## Start EXERCISE DATA

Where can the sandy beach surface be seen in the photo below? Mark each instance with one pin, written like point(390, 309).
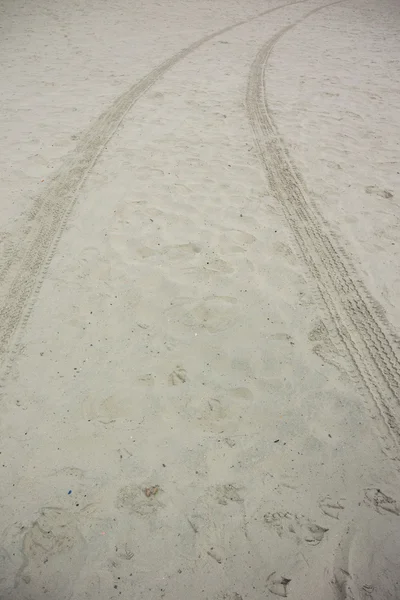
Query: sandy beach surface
point(199, 300)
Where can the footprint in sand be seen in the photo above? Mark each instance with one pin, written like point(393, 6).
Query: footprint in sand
point(296, 526)
point(53, 541)
point(331, 508)
point(214, 313)
point(135, 500)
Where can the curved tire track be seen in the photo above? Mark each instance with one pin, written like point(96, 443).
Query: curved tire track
point(24, 264)
point(359, 323)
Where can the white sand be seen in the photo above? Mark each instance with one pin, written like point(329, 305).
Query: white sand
point(200, 283)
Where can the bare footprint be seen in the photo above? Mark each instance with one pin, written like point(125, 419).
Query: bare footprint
point(214, 313)
point(49, 544)
point(134, 499)
point(296, 526)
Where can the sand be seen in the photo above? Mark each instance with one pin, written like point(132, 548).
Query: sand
point(199, 300)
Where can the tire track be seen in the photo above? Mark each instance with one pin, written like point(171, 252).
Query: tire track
point(24, 263)
point(359, 322)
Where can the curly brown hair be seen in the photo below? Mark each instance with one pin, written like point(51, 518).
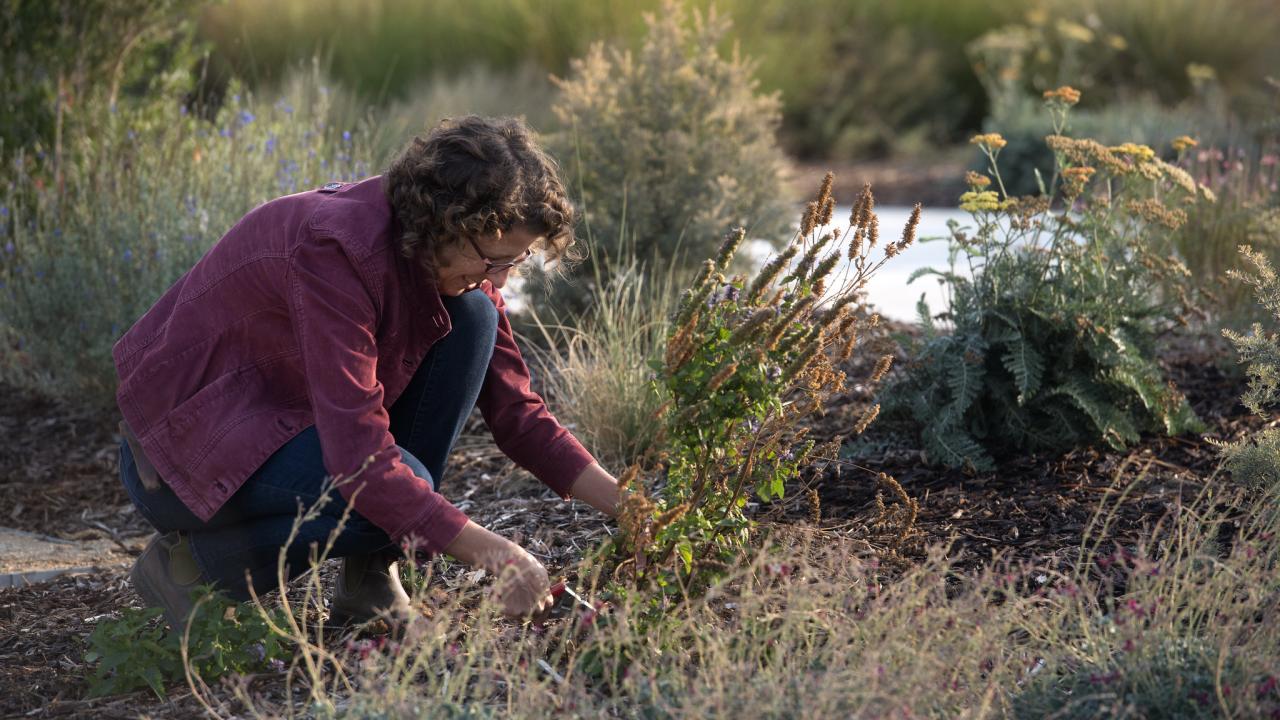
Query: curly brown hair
point(476, 177)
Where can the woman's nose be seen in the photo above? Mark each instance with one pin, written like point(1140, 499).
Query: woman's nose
point(499, 279)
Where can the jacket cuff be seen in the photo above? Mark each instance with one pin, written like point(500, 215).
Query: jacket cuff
point(435, 529)
point(561, 465)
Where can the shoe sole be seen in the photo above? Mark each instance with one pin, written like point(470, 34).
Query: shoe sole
point(147, 591)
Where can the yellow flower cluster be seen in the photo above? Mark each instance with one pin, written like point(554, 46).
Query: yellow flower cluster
point(1156, 212)
point(1139, 153)
point(974, 201)
point(1075, 178)
point(976, 180)
point(1065, 95)
point(991, 140)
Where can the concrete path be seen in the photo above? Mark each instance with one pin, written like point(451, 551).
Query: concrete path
point(31, 557)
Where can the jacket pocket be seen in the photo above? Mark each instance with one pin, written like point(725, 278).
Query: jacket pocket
point(196, 410)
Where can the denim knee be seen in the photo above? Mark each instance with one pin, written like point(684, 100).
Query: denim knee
point(474, 311)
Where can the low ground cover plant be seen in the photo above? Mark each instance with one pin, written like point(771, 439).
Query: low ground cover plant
point(1054, 305)
point(808, 623)
point(135, 651)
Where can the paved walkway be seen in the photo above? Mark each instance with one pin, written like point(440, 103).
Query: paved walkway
point(31, 557)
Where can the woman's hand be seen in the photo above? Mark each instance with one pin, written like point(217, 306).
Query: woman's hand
point(522, 584)
point(598, 488)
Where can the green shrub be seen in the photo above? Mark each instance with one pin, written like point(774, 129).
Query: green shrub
point(1129, 95)
point(132, 651)
point(667, 149)
point(856, 78)
point(1054, 313)
point(87, 246)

## End EXERCISE DATA

Could you write out the items again from the line with "Where can the sand be" up to and including the line with "point(476, 177)", requests included, offsetting every coordinate in the answer points by 25? Leave the pictures out.

▸ TASK RESULT
Where can the sand be seen in the photo above? Mark each instance with one pin, written like point(132, 548).
Query: sand
point(224, 325)
Where can the tire track be seen in the photo above? Mark each instance with one pin, written like point(171, 252).
Query: tire track
point(49, 288)
point(384, 347)
Where can the curly brown hair be seen in the photo below? Mark each instance with one pin, written like point(51, 518).
Query: curly brown hair
point(501, 202)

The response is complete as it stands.